READING PASSAGE =
################
Ed Meadows

No. 76, 82, 86, 66, 83, 70
- Positions: Defensive end, end

Personal information
- Born: February 19, 1932 Oxford, North Carolina, U.S.
- Died: October 22, 1974 (aged 42) Pine Knoll Shores, North Carolina, U.S.
- Listed height: 6 ft 2 in (1.88 m)
- Listed weight: 221 lb (100 kg)

Career information
- High school: Oxford
- College: Duke (1950–1953)
- NFL draft: 1954: 3rd round, 30th overall pick

Career history
- Chicago Bears (1954); Pittsburgh Steelers (1955); Chicago Bears (1956–1957); Philadelphia Eagles (1958); Washington Redskins (1959); Montreal Alouettes (1961);

Awards and highlights
- Second-team All-Pro (1956); 2× First-team All-American (1952, 1953); First-team All-ACC (1953); First-team All-Southern (1952);

Career NFL statistics
- Fumble recoveries: 4
- Stats at Pro Football Reference

= Ed Meadows =

American football player (1932–1974)

Edward Allen Meadows (February 19, 1932 - October 22, 1974) was an American professional football player who was a defensive end in the National Football League (NFL) for the Chicago Bears, Pittsburgh Steelers, Philadelphia Eagles, and Washington Redskins. He played college football for the Duke Blue Devils.

==Early life==
Born and raised in Oxford, North Carolina, "Country" Meadows graduated from Oxford High School in 1950 and played college football at Duke University in Durham. An All-American, he had academic issues while in college, and was forced to withdraw after his junior season. He was selected in the third round of the 1954 NFL draft.
################
DATA SECTION =

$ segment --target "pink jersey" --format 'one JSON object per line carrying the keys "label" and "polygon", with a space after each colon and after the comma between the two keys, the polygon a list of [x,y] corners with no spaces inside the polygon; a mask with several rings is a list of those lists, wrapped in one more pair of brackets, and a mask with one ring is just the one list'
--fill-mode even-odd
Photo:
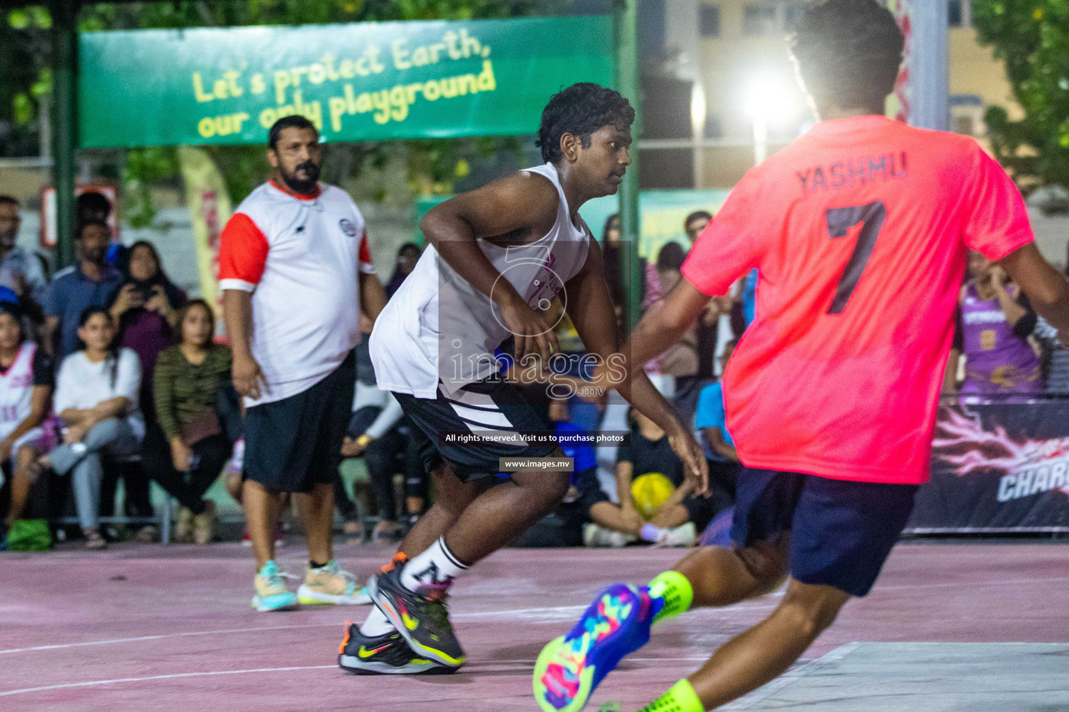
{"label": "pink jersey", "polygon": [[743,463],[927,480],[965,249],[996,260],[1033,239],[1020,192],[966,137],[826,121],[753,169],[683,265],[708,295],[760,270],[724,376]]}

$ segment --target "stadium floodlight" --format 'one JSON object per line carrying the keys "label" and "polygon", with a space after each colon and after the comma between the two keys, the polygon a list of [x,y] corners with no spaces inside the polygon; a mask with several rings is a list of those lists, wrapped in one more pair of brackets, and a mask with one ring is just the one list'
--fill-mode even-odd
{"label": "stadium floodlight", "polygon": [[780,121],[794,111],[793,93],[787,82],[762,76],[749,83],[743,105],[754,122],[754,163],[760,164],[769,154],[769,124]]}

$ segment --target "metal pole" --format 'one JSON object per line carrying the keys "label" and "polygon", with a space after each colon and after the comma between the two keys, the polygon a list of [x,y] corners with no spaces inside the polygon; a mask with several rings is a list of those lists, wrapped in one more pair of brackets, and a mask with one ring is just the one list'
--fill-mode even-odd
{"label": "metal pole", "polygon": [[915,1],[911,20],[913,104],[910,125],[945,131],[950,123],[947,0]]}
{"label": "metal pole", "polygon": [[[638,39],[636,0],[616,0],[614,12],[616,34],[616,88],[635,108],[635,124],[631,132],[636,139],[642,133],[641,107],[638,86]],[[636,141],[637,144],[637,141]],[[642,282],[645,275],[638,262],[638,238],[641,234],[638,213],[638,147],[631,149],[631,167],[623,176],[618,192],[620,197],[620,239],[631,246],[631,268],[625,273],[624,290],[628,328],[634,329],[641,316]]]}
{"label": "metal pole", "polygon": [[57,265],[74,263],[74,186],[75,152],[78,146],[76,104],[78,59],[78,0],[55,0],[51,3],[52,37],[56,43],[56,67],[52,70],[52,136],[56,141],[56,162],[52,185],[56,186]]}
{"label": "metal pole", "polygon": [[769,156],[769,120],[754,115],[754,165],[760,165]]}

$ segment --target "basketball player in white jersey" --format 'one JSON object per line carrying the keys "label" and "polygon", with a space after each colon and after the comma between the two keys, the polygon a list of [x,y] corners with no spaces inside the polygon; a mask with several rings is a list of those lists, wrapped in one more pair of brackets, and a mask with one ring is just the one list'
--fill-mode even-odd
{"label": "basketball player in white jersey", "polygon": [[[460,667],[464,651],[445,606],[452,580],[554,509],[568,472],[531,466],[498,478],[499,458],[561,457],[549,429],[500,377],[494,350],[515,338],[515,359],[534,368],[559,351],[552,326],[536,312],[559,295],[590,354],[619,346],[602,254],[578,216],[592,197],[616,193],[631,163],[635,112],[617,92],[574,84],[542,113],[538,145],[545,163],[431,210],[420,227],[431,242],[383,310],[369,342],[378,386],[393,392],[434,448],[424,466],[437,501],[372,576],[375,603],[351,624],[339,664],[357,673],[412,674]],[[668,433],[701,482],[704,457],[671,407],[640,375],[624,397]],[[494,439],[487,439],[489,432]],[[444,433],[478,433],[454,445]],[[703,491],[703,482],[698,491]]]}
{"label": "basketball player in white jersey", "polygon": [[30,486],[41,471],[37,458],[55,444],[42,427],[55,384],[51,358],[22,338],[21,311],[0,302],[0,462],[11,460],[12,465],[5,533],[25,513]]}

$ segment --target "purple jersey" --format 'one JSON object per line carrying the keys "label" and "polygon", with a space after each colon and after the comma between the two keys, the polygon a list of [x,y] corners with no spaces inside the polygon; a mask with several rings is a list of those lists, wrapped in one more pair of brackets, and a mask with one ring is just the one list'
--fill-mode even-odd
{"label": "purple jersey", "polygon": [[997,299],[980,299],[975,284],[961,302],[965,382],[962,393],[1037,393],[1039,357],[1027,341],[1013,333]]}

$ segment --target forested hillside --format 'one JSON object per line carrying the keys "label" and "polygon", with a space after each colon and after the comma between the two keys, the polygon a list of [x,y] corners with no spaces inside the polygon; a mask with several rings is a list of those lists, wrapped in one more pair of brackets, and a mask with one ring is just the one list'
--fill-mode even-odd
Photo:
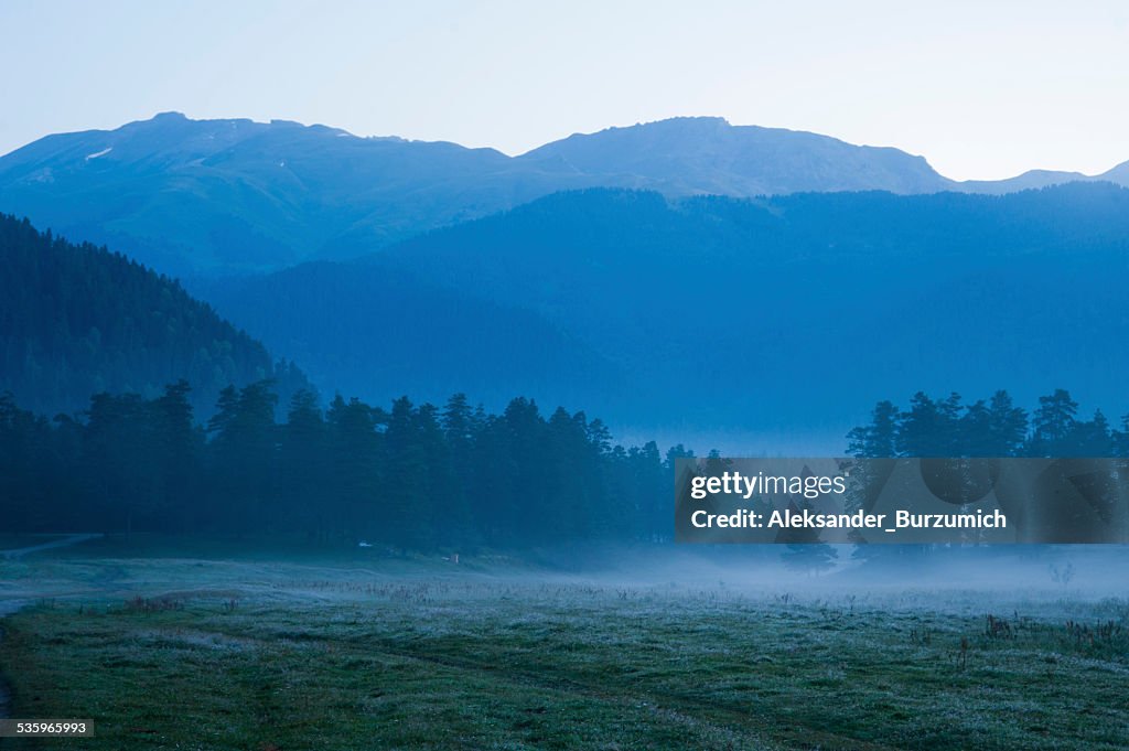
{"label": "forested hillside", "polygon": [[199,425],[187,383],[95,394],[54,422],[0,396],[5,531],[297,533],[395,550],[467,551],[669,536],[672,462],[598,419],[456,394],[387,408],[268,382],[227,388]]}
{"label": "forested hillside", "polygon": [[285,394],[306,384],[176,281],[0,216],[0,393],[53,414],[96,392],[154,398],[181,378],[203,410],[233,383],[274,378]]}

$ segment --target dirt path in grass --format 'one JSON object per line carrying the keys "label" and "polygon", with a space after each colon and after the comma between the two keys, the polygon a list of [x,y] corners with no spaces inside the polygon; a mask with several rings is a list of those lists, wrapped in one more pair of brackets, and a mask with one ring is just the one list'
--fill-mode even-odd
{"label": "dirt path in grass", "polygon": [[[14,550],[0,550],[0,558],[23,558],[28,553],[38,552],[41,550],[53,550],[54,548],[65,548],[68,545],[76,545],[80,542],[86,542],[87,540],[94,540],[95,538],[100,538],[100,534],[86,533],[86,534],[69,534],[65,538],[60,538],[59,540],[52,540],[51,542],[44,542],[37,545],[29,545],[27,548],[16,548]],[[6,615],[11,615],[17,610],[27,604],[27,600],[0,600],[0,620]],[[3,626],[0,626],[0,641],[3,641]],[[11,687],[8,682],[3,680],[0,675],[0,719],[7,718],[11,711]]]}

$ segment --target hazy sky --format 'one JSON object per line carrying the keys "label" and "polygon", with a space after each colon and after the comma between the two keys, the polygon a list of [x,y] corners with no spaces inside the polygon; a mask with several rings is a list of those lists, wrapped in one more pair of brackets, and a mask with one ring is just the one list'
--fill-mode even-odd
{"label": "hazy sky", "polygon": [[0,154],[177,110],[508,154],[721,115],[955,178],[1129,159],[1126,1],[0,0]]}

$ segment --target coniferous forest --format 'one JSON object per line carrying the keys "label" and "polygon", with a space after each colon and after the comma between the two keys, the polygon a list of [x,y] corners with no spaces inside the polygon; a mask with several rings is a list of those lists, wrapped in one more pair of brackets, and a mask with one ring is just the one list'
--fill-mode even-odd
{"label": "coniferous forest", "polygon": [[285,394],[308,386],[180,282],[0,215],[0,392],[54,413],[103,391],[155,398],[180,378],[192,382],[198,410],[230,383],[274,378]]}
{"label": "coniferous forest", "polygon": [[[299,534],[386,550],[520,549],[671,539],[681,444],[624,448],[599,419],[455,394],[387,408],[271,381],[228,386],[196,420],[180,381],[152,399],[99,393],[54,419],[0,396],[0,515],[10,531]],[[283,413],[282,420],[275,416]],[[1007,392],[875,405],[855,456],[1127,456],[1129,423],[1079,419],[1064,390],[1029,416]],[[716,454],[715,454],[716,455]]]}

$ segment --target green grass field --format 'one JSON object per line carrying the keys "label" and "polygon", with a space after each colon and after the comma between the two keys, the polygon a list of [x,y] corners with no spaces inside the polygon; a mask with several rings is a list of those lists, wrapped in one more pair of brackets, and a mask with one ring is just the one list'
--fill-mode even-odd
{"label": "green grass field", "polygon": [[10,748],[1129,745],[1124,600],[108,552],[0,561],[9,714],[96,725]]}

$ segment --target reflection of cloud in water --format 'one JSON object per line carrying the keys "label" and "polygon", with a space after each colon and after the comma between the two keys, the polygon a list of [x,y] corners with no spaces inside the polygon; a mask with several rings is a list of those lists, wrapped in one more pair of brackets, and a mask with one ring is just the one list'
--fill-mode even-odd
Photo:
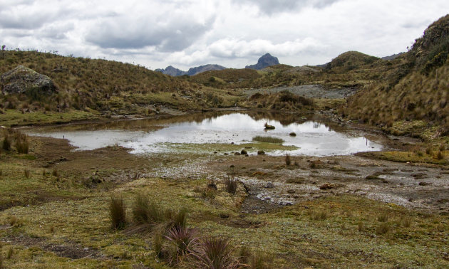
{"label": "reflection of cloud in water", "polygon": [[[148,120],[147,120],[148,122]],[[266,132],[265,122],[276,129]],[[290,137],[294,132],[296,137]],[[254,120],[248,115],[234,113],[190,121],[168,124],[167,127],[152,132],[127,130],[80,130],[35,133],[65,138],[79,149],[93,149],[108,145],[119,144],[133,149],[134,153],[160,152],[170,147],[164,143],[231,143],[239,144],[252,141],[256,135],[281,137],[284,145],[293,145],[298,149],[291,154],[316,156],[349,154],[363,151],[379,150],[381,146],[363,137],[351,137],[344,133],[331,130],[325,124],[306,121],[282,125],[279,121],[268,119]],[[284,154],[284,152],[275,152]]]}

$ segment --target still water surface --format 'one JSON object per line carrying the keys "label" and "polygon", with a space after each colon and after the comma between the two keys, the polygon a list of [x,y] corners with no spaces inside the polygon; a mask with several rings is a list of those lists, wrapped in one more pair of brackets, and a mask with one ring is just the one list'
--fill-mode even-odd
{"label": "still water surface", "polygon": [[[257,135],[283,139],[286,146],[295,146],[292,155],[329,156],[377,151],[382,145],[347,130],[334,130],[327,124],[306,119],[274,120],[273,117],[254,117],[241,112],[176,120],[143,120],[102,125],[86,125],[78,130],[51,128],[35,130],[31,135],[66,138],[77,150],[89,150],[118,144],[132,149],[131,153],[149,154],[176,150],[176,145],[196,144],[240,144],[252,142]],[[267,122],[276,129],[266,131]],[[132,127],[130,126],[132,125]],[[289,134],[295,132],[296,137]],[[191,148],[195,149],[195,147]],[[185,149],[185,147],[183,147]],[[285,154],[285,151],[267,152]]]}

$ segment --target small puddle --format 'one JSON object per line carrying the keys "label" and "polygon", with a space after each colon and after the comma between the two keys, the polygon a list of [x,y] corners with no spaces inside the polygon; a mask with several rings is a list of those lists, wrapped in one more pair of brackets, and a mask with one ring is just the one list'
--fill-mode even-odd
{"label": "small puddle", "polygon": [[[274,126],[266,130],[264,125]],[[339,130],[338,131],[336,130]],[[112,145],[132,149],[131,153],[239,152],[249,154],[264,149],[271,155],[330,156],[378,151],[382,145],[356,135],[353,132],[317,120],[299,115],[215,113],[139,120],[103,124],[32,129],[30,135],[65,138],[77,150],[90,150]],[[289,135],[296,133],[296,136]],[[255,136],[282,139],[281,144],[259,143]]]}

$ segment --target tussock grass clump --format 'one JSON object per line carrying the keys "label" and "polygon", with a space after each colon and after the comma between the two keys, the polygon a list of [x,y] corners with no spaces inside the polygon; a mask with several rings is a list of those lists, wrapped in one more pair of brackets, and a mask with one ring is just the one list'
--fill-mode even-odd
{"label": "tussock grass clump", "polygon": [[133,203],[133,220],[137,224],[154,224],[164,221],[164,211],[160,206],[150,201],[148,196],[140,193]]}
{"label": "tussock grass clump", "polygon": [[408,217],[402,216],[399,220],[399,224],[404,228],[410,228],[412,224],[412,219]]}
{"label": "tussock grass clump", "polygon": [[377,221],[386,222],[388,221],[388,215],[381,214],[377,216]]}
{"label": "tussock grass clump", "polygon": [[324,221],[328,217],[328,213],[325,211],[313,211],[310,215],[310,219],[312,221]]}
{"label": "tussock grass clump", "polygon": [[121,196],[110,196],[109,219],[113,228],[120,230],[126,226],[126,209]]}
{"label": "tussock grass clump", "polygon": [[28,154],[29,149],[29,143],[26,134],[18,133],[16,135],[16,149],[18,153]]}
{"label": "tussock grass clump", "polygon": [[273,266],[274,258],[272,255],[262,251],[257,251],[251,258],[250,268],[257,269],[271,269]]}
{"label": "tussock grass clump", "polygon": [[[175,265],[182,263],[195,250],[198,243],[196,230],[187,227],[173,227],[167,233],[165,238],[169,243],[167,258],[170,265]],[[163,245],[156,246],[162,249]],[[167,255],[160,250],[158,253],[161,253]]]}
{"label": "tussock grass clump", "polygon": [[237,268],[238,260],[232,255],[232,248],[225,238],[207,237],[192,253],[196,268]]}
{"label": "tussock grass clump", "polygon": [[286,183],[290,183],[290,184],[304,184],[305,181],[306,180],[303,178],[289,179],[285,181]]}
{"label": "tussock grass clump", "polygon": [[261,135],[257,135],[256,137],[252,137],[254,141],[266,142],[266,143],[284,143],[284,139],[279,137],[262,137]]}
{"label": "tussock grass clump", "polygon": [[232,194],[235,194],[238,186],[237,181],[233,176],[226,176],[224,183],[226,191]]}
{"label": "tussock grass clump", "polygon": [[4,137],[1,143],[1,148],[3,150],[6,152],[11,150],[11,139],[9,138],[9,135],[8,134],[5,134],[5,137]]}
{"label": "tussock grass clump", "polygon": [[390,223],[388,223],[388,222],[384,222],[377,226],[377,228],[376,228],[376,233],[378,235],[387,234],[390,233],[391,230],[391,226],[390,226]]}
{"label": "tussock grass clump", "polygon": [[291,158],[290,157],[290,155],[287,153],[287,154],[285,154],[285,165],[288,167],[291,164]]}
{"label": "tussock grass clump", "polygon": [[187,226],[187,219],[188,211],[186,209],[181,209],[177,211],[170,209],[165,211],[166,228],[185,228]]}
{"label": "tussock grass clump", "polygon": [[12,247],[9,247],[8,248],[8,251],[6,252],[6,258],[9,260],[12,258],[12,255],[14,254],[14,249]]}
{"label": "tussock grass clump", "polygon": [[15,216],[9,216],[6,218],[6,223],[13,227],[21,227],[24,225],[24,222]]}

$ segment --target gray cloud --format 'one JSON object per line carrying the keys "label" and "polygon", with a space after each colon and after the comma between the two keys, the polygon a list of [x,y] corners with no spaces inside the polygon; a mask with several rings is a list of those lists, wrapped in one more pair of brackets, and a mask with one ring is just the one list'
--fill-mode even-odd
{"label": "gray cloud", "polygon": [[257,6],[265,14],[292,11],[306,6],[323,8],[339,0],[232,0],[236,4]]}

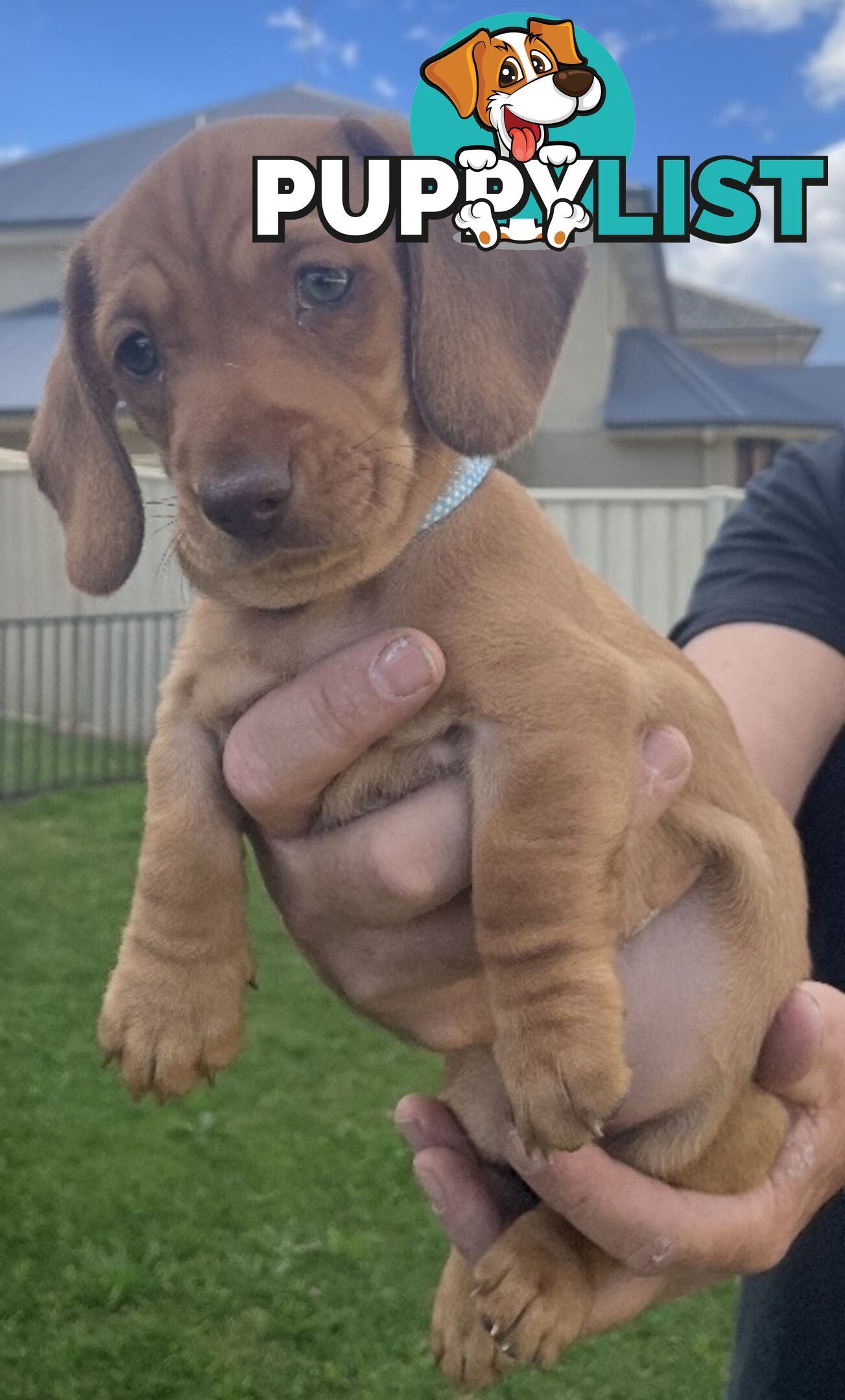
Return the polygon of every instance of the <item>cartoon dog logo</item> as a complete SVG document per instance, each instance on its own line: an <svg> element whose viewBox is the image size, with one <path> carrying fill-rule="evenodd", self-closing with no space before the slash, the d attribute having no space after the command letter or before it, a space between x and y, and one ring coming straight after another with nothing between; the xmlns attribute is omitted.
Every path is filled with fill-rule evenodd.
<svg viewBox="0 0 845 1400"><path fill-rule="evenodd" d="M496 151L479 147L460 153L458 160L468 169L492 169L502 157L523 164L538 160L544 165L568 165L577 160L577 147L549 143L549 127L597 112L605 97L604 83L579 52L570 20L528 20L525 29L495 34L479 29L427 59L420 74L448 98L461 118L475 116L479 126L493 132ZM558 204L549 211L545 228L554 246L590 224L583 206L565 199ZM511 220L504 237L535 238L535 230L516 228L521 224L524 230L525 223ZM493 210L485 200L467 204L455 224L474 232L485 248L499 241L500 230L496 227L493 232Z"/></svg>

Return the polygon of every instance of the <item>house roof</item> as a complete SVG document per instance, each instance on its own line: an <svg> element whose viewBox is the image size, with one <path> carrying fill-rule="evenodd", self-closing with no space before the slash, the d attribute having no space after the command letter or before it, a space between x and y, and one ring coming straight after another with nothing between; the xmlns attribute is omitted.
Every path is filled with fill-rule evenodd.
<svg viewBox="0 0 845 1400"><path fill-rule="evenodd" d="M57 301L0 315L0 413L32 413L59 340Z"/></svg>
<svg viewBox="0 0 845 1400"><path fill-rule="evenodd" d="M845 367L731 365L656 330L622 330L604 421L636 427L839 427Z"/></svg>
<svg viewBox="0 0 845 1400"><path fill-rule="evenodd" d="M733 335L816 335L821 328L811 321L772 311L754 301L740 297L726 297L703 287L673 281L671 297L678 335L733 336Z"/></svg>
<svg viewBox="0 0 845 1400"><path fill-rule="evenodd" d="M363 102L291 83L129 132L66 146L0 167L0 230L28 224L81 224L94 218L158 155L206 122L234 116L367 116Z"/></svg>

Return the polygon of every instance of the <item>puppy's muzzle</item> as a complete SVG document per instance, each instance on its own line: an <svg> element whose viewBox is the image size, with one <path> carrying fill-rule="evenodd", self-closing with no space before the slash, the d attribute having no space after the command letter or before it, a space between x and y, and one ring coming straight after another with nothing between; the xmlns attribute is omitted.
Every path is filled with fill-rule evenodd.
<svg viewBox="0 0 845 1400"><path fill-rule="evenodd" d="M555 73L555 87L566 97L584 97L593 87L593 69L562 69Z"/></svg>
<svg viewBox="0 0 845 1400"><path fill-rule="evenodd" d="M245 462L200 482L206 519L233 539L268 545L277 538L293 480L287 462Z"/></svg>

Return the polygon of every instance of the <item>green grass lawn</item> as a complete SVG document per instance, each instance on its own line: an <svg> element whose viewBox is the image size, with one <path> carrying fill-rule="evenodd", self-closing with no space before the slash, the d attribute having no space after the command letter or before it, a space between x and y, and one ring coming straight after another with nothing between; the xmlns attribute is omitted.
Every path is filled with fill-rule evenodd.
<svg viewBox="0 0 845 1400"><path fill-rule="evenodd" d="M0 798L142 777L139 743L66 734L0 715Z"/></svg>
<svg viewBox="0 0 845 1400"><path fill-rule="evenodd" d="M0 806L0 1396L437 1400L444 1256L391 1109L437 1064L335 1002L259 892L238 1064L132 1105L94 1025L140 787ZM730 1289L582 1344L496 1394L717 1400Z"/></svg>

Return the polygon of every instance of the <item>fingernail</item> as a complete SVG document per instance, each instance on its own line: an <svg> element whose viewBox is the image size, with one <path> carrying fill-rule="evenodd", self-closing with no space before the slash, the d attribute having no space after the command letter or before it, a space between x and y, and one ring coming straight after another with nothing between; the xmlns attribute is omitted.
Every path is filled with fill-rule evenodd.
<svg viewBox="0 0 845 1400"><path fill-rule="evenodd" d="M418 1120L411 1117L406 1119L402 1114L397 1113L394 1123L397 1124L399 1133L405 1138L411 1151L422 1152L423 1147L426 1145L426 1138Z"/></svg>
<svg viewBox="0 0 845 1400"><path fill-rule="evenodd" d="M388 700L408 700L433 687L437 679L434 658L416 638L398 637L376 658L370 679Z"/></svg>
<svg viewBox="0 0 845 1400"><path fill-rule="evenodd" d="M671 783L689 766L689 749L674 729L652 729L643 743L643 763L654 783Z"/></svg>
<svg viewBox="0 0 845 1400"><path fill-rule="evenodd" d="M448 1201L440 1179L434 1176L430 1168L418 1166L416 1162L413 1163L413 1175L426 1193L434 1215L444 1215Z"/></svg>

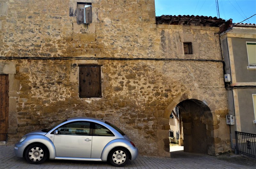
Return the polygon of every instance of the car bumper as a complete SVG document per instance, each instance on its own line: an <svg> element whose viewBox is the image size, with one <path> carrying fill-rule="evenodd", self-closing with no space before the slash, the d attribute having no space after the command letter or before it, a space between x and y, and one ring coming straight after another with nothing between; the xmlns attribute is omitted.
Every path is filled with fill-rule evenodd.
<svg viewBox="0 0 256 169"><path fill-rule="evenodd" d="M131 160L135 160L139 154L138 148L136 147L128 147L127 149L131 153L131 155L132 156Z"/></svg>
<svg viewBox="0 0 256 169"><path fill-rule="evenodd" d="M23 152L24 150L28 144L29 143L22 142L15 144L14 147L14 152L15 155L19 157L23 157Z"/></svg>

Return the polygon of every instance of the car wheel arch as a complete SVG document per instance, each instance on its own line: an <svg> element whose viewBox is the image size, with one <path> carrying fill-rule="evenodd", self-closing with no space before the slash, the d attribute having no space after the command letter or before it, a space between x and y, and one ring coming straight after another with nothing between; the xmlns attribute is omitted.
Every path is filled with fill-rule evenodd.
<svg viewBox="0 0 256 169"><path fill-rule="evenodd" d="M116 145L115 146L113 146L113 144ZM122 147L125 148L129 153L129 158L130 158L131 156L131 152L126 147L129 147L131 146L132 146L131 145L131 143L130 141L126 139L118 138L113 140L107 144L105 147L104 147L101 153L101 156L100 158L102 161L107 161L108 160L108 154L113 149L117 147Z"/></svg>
################
YOUR ASSIGNMENT =
Continue the article on Ed Meadows, starting right after its last sentence.

REPLY =
==Professional career==
Meadows became a controversial player in his third year due to a play in the 1956 regular season finale against the Detroit Lions. The Bears (8–2–1) hosted the Lions (9–2) at Wrigley Field and needed a win to claim the Western Conference title. Early in the second quarter, Meadows' vicious hit behind the play, a pitchout to running back Gene Gedman, knocked Detroit's hall of fame quarterback Bobby Layne out of the game with a concussion. He was not penalized for that play but was soon ejected, near the end of the first half, for unsportsmanlike conduct against Lion fullback Bill Bowman. The Bears won the game 38–21 and advanced to the league title game. Detroit head coach Buddy Parker felt strongly that the late hit on Layne was both cheap and illegal, and appealed to NFL Commissioner Bert Bell to suspend Meadows, but no action was taken. He played in the NFL championship game two weeks later in Yankee Stadium against the Giants, which New York won in a rout, 47–7.

After sitting out the season, he played three games with the Montreal Alouettes of the Canadian Football League in 1961, but chronic shoulder injuries led to his release in August 1962.

==After football==
Meadows was later in the tire business in North Carolina; he died at his home near Morehead City in 1974 at age 42, from a self-inflicted gunshot wound to the chest. He is buried at Elmwood Cemetery in his hometown of Oxford.